### Activity:
Using the listing below, set down each line from the line containing "Target: white rushing water" through the line containing "Target: steep mountain slope", both ends included, exactly and with nothing added.

================================

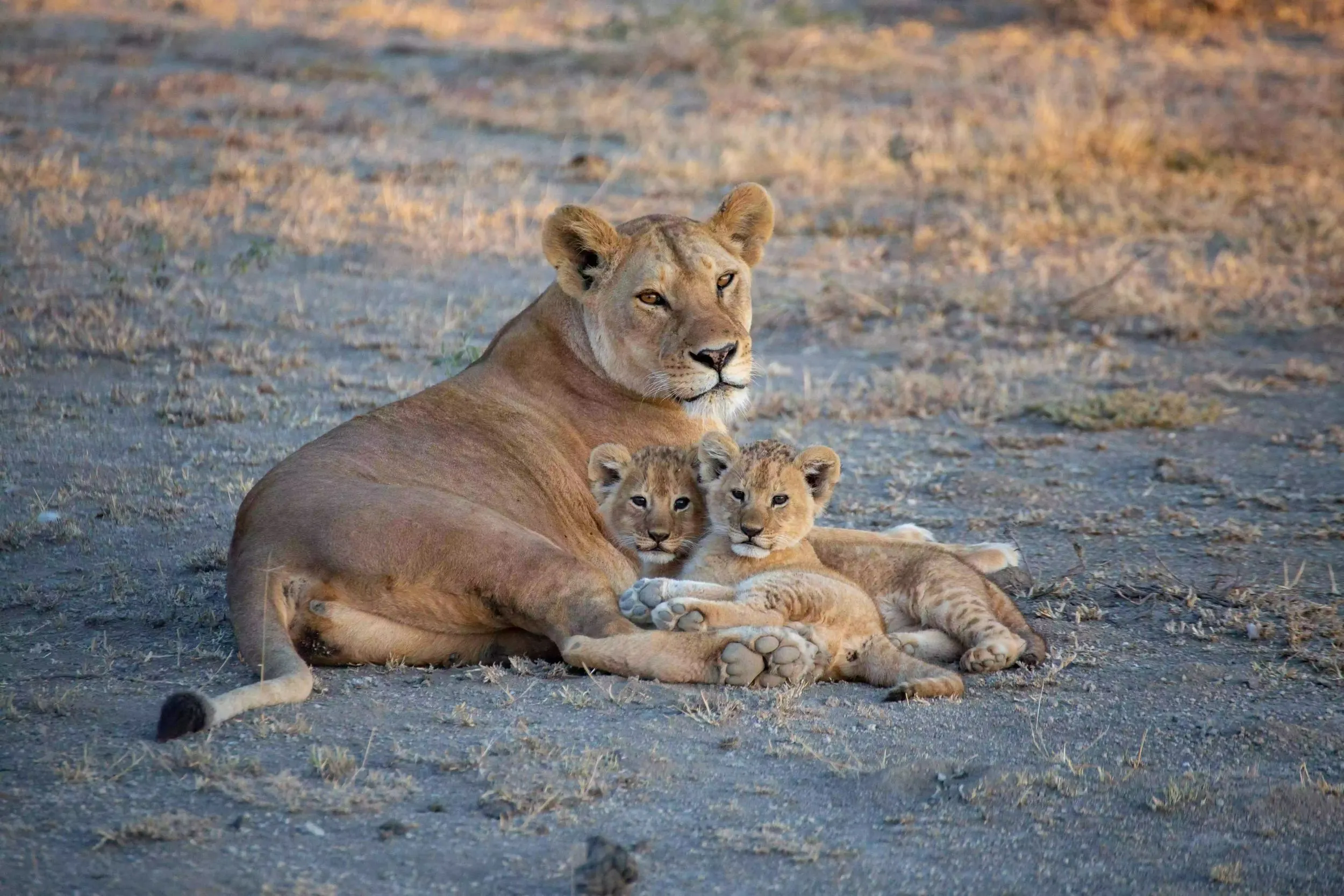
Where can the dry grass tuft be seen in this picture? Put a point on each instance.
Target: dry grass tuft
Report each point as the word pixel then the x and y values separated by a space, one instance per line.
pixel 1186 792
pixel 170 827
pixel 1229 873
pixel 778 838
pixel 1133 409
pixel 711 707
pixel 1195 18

================================

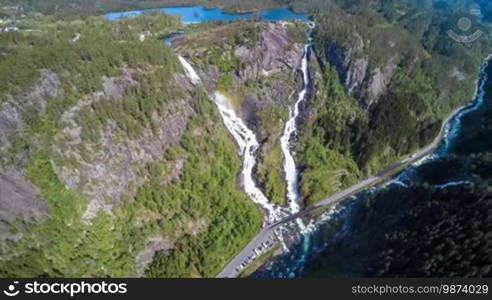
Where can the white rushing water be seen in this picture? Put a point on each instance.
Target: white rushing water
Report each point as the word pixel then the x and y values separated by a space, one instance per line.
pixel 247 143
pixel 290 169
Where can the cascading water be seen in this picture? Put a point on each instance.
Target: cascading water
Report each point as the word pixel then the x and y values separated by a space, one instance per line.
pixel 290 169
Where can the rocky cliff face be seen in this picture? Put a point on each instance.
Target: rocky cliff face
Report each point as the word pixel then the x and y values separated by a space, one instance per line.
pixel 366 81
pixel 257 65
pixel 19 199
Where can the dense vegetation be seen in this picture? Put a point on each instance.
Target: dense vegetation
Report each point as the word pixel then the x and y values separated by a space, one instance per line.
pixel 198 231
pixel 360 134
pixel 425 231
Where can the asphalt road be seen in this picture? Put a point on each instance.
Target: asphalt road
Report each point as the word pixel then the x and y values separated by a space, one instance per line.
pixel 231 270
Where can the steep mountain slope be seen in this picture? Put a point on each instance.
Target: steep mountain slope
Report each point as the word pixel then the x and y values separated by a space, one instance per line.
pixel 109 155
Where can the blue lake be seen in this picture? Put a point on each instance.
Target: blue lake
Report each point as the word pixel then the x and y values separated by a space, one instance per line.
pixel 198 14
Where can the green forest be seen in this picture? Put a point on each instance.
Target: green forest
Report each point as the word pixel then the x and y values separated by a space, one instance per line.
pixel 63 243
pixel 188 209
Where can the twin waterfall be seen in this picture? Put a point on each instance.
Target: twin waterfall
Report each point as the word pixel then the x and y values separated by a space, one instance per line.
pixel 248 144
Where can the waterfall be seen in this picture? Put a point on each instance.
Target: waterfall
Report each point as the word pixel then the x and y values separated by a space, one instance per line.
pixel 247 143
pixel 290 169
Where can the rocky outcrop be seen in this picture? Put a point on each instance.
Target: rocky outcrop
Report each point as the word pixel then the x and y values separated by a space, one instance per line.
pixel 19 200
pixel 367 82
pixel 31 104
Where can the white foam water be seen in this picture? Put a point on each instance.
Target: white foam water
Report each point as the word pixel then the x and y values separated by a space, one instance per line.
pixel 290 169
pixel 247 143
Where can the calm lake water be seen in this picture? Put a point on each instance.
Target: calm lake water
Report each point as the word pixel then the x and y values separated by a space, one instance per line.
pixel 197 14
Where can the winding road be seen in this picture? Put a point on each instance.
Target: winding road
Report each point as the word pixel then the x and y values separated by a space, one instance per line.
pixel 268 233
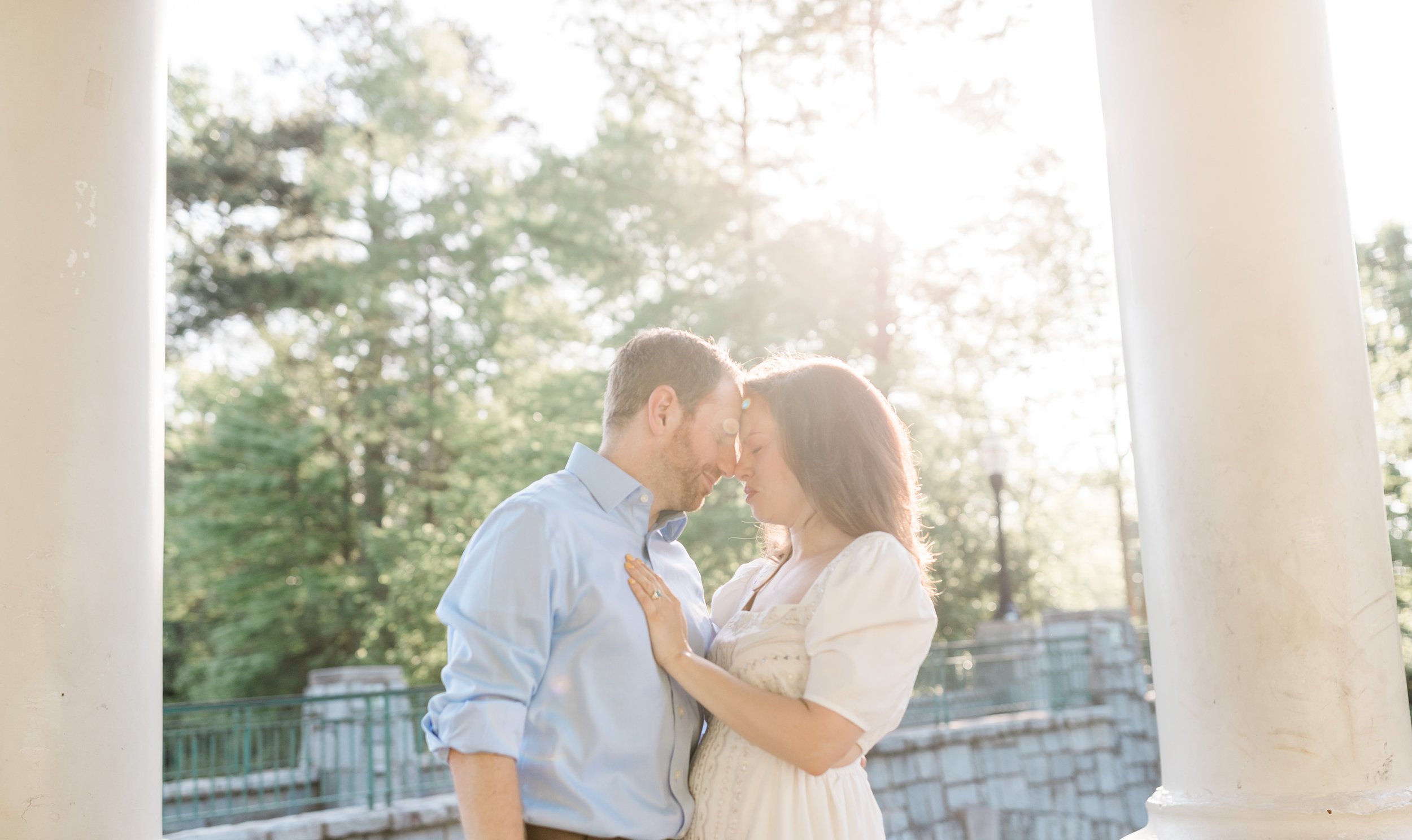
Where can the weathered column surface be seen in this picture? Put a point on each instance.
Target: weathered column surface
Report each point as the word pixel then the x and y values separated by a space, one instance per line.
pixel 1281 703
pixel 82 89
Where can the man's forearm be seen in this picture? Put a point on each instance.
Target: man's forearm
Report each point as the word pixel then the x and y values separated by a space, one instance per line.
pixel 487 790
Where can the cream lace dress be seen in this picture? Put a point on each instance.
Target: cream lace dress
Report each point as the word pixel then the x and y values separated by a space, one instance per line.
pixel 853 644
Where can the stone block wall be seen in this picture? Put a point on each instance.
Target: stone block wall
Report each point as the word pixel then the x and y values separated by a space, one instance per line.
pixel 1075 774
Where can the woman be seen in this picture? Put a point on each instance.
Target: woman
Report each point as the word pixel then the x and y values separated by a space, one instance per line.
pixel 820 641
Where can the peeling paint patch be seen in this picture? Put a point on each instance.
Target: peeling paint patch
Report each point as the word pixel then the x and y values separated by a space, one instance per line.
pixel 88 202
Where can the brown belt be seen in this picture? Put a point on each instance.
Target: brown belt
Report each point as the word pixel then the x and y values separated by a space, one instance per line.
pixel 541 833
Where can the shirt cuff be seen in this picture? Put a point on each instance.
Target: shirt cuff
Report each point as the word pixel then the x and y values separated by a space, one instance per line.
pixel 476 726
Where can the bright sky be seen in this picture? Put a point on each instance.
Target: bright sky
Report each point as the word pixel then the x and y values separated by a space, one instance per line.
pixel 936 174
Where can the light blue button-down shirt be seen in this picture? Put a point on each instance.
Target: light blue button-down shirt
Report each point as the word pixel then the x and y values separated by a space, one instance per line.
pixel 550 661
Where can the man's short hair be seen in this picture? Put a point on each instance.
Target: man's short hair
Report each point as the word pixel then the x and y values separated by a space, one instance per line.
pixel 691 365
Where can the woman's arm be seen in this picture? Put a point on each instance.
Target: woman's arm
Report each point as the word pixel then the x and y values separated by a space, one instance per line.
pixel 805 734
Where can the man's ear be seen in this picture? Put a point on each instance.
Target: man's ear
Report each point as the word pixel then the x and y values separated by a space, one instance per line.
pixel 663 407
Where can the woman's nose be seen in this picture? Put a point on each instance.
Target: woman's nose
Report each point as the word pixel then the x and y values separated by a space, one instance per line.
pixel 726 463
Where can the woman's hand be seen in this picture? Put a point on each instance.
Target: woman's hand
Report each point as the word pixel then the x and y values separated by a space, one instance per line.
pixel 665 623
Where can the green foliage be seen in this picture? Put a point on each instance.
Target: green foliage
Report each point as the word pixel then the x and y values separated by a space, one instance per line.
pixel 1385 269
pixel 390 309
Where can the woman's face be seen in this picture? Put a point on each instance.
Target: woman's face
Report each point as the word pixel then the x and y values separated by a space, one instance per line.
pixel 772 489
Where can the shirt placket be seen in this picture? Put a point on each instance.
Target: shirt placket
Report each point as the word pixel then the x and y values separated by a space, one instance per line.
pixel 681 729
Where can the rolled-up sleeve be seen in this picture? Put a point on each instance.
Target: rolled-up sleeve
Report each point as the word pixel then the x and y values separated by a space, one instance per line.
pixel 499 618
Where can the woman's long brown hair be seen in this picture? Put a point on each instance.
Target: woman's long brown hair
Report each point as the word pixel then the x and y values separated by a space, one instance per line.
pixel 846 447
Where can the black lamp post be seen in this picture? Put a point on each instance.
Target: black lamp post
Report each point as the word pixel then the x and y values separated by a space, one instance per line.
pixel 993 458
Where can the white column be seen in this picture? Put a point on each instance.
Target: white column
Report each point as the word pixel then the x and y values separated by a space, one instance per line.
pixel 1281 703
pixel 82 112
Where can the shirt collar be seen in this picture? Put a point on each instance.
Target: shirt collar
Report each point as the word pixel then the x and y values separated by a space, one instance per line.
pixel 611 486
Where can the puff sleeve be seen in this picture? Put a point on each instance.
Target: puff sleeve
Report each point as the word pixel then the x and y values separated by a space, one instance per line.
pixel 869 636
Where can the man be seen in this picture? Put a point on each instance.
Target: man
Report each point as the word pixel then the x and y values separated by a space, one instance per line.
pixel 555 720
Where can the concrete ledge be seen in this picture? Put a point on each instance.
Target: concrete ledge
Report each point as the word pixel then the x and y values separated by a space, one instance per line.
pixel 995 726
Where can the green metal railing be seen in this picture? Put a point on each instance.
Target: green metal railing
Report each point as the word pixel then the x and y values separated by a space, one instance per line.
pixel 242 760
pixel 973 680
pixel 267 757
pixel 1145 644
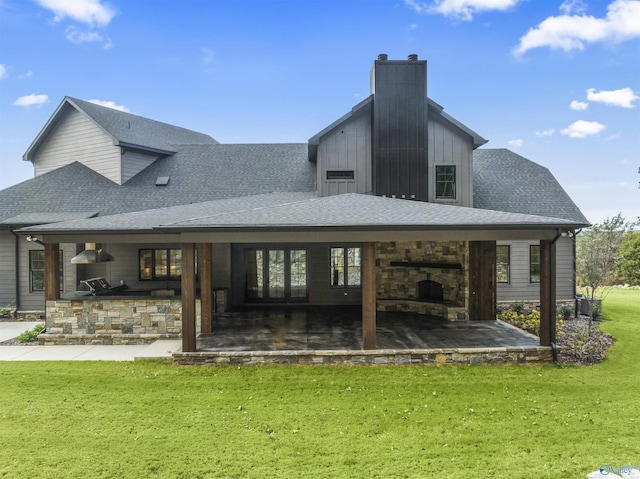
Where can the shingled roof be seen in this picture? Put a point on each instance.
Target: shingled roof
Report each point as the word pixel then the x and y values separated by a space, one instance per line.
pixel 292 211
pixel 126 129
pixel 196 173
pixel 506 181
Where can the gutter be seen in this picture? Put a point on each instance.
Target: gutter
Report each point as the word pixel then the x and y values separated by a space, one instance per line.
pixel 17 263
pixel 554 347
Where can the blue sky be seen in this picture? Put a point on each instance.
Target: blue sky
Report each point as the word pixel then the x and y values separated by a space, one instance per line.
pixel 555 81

================================

### Task answer:
Target: white rushing water
Report each point as the word pixel then the x and y values separated by a space, one instance per line.
pixel 247 143
pixel 290 169
Where can the cascading water be seen in this picture? Put a point on each instance.
Target: cascading water
Report each point as the word pixel then the x and y values separated by a space, one instance per line.
pixel 290 169
Where can the rocky cliff face be seen in this picture? Put a point on each instance.
Target: rocky cliff face
Report each point as the word pixel then the x and y values separated by a space, one instance per line.
pixel 366 81
pixel 257 65
pixel 19 199
Where can the dense vegetation be seen in this picture? Put a point on each instance.
Target: dense vegetation
Report each point as the word pixel then the x and y values separated by a space, one instance per line.
pixel 198 231
pixel 360 134
pixel 425 231
Where can the asphalt road be seen in this picture? Put a point on each instance.
Target: asphalt road
Report each point as the word pixel then the x and y values separated by a space, one instance per line.
pixel 231 270
Where can the steep mountain slope be seen in this picture? Put a point on each instance.
Target: steep mountain slope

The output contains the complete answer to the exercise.